INSTRUCTIONS FOR THE TASK
Each line in the entries below that holds the string "carved" must be copied.

SUPPLIED MATERIAL
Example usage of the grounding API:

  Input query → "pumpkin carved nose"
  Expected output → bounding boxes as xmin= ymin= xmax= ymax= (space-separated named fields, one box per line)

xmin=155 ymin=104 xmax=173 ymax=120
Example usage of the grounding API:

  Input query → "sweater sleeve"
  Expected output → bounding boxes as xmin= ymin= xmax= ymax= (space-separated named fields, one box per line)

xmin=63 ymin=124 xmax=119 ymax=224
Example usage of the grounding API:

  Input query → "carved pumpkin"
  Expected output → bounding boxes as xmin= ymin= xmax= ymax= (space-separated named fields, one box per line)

ANSWER TO THIS PROBLEM
  Input query → "pumpkin carved nose"
  Input query → "carved pumpkin"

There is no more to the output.